■ Set problem
Reproduce all of the data exactly, with no line skipped.

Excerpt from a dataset
▬▬▬▬▬▬▬▬▬▬

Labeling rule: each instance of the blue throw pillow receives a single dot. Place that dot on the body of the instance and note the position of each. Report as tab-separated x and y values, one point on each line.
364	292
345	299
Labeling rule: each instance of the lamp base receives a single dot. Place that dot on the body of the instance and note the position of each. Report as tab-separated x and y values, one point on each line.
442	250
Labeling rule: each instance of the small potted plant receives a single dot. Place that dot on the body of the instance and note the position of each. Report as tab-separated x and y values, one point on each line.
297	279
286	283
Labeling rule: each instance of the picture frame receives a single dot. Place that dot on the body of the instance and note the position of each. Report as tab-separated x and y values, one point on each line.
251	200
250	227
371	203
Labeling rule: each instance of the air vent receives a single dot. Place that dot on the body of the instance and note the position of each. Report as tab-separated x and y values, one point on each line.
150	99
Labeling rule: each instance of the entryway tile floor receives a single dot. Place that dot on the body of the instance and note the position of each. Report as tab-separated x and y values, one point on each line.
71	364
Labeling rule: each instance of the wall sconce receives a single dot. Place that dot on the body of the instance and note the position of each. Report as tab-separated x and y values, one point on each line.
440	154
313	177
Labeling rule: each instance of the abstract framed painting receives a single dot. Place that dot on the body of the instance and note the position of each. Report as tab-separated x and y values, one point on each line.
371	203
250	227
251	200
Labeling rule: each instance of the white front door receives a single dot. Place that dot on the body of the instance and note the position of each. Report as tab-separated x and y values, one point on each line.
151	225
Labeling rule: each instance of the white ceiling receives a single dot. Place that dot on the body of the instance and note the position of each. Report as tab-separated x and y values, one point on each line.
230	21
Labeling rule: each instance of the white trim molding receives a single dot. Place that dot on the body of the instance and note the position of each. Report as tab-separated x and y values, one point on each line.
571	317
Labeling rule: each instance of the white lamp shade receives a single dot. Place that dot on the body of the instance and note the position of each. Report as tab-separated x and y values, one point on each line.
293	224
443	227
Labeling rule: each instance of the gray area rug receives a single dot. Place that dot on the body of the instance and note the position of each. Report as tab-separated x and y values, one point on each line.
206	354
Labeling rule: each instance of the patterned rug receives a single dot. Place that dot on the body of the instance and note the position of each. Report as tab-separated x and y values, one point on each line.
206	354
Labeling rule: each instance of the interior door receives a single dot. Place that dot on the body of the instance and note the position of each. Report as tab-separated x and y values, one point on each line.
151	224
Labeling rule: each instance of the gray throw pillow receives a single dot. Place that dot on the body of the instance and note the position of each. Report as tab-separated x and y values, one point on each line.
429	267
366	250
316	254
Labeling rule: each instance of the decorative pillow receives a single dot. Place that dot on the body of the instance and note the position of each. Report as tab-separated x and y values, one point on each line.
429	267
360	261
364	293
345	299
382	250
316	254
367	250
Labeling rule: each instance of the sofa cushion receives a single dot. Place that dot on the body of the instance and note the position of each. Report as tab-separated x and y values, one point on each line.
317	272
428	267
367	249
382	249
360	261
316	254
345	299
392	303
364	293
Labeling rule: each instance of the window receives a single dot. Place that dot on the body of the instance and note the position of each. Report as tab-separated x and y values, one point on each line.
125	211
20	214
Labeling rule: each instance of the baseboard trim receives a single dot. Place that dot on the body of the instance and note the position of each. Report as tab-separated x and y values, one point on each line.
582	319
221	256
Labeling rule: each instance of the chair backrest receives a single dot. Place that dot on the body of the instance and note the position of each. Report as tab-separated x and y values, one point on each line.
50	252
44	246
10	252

▬▬▬▬▬▬▬▬▬▬

■ Answer below
Labeling rule: each instance of the blue throw pillow receives a single dot. Place that dot on the body of the instance and note the position of each. Report as tab-separated x and y values, one point on each line.
364	292
345	299
Labeling rule: each instance of the lamp base receives a single dot. Place that dot on the body of the instance and note the position of each. Report as tab-separated x and y values, one point on each line.
442	250
Labeling rule: each instance of the small potted plant receives a single dot. Place that dot on the body of the instance and note the position of each. Report as tab-separated x and y values, one point on each line.
297	279
286	283
Labeling rule: each instance of the picture frame receives a single dot. Place that dot on the body of the instance and note the position of each. Report as tab-separated x and y values, one point on each line.
251	200
250	227
371	203
Labeling rule: each instance of the air vent receives a single dot. Place that dot on the body of the instance and note the position of each. Report as tab-separated x and y values, one point on each line.
150	99
Labeling rule: each instance of the entryway tile floor receives a single dot. Place that dot on the body of the instance and note the position of each. Report as tab-separated x and y values, one point on each line.
71	364
Labeling rule: each instance of the wall sconce receives a single dot. Place that dot on the body of the instance and note the position of each. Report as tab-separated x and y values, one point on each line.
440	154
313	177
Labeling rule: each instance of the abstract framed painting receives a single dot. Place that dot on the body of the instance and note the position of each. Report as tab-separated x and y values, one point on each line.
371	203
250	227
251	200
Labeling rule: each instance of the white front door receives a single dot. Place that dot on the body of the instance and note the position of each. Report as tab-separated x and y values, one point on each line.
151	225
Labeling rule: each instance of the white ceiling receives a single dot. Place that dot on the body of the instance and note the position of each. Report as tab-separated x and y values, one point on each line.
230	21
Labeling rule: each instance of the white trim molding receives a single dot. Place that dot on the body of the instance and note the position of each. Report as tab-separated x and y values, one point on each line.
571	317
Labeling rule: each instance of the white lamp shade receives a single dot. Place that dot on the body of the instance and note the position of each. Report as tab-separated x and y values, one point on each line.
293	224
443	227
Labeling rule: each instance of the gray area rug receives a single dot. Place that dot on the body of the instance and note the position of each. Report as tab-separated x and y values, one point on each line.
206	354
Labeling rule: each instance of the patterned rug receives a single dot. Place that dot on the body of the instance and note the position of each. Report as tab-separated x and y values, one point on each line.
206	354
Labeling rule: each instance of the interior door receives a single dot. Place that dot on the body of the instance and note the position of each. Report as tab-separated x and y values, one point on each line.
151	224
Labeling rule: each instance of the gray throw pillow receives a single dot. Place that dot on the body of the instance and note the position of each. Report as tab-separated x and y values, one point on each line.
429	267
366	250
316	254
Labeling rule: each instance of the decorative pillow receives a single dot. Place that dot on the body of the instance and note the position of each. Report as tab-separated x and y values, one point on each line.
429	267
360	261
364	293
345	299
382	250
316	254
367	250
Labeling rule: each instance of the sofa cushion receives a single dot. Place that dot on the body of the instance and note the position of each. Report as tab-separated x and y values, one point on each line.
317	272
428	267
367	249
382	249
360	261
316	254
345	299
392	303
364	293
Labeling rule: each instance of the window receives a single dot. Place that dot on the body of the instance and note the position of each. Report as tab-separated x and y values, one point on each line.
125	211
20	214
Labeling rule: each instance of the baseboard trim receives a single dot. Place that dot on the body of the instance and note the position of each. Report as tab-separated x and y values, one point on each line.
582	319
221	256
Labeling rule: each instance of the chair backrest receives a single dot. Place that dot on the body of the instance and note the position of each. Report as tab-separated x and y values, one point on each line.
50	252
44	246
10	252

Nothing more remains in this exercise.